** START OF Given records **
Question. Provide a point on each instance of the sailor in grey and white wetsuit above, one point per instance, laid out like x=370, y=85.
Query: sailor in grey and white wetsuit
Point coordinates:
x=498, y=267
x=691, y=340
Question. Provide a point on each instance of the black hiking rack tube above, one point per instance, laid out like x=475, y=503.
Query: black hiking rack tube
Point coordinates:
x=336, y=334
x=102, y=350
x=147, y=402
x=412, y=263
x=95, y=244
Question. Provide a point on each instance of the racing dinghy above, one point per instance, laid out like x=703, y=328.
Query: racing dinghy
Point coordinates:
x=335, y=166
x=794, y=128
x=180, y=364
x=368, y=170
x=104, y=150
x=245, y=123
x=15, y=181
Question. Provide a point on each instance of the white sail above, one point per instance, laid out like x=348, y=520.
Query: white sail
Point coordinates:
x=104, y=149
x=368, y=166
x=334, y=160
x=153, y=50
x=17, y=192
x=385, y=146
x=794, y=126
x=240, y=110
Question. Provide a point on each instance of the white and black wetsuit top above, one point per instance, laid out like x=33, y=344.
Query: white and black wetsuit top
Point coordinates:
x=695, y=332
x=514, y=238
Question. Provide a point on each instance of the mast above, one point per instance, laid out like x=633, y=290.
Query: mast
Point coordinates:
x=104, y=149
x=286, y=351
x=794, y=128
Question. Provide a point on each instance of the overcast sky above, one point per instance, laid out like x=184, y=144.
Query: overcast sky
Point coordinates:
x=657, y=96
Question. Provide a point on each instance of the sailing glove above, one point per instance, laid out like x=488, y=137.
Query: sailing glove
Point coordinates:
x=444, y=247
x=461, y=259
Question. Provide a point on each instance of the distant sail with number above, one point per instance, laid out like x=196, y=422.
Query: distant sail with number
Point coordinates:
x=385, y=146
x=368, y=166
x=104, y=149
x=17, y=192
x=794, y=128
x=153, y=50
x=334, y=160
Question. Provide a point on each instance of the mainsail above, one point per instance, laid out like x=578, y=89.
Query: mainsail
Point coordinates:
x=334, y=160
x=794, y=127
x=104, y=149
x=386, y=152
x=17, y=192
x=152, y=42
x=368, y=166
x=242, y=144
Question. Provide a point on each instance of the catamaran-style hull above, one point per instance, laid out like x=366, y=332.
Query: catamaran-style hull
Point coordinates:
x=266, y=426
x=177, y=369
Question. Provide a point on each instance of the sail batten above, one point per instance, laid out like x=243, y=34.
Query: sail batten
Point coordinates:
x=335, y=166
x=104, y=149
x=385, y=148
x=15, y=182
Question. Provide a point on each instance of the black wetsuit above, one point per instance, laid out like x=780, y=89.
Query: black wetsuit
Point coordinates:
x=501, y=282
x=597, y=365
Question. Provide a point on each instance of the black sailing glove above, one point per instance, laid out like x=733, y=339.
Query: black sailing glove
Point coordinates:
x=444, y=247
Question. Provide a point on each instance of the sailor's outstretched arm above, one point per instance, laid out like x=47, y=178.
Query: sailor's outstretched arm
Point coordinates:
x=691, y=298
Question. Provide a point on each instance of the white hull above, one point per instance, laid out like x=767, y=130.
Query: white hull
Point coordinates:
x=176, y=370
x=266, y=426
** END OF Given records **
§ **Exercise**
Copy the records above exactly as they appear.

§ **The solution**
Question. Provide a point on each instance of the sailor in grey and white wetsuit above, one point per instance, laid out like x=370, y=85.
Query: sailor in grey and white wetsuit
Point coordinates:
x=498, y=267
x=691, y=340
Question. Provide a point on each instance of the black hiking rack tube above, one point per instance, laid out like x=475, y=503.
Query: black hiking rack tube
Point coordinates:
x=336, y=334
x=102, y=350
x=147, y=402
x=412, y=263
x=95, y=244
Question. Provide a point on each instance of the racing dinghy above, one point per instance, laid out like x=703, y=328.
Query: racing dinghy
Point coordinates:
x=335, y=166
x=794, y=128
x=180, y=364
x=368, y=170
x=104, y=150
x=245, y=123
x=15, y=181
Question. Provide a point on each instance of the white sail above, one point per instance, laid out like x=348, y=520.
Query: white sail
Point coordinates:
x=104, y=149
x=368, y=166
x=334, y=160
x=153, y=50
x=17, y=192
x=385, y=146
x=794, y=126
x=240, y=110
Question. Provide a point on each instance of the white and black wetsuit top above, one point per instance, laid out like x=33, y=344.
Query: white and black wetsuit top
Point coordinates:
x=695, y=332
x=514, y=238
Question. Provide a point on each instance of the mast above, one point per instance, laid out like x=633, y=290.
Query: mast
Point coordinates:
x=104, y=149
x=286, y=351
x=794, y=128
Question. Provide a point on each instance of the overcast sky above, one point per instance, laid out like x=184, y=144.
Query: overcast sky
Point coordinates:
x=657, y=96
Question. Provide a point on each instance of the sailing glove above, one point per instance, laid out like x=488, y=137.
Query: sailing glove
Point coordinates:
x=444, y=247
x=461, y=259
Question. Provide a point on each instance of the distant sail with number above, one point per instance, laid out like x=196, y=422.
Query: distant sail with number
Point coordinates:
x=385, y=146
x=368, y=166
x=104, y=149
x=17, y=192
x=794, y=128
x=153, y=50
x=334, y=160
Question. Provide a point on each instance of the mainsail above, one point per instance, laid out like x=578, y=89.
Query: mainsail
Point coordinates:
x=334, y=160
x=794, y=127
x=104, y=149
x=386, y=152
x=17, y=192
x=152, y=42
x=368, y=166
x=242, y=144
Question. Provide a point on each instance of the catamaran-style hull above, one point per instance, laid out like x=366, y=332.
Query: catamaran-style hull
Point coordinates:
x=266, y=426
x=177, y=369
Question. Provide a point on each instance of the sail batten above, one point per instance, laid out like x=243, y=34.
Query: sail batten
Point coordinates:
x=335, y=166
x=104, y=149
x=385, y=148
x=15, y=182
Question. Provide a point on each instance of the black wetsuit above, one point per instance, laid out like x=780, y=89.
Query: black wetsuit
Point coordinates:
x=501, y=282
x=597, y=365
Question. Provide a point on each instance of the black sailing glove above, one point per instance, laid out like x=733, y=339.
Query: black sailing glove
Point coordinates:
x=444, y=247
Question. Provide a point on each instance of the sailor's outstretched arm above, one point per instance, laid out like x=47, y=178.
Query: sailor's outstretched arm
Point coordinates:
x=691, y=298
Question. Provide a point on each instance of the white hull above, one point per instance, laid out like x=767, y=130.
Query: white hull
Point coordinates:
x=176, y=370
x=266, y=426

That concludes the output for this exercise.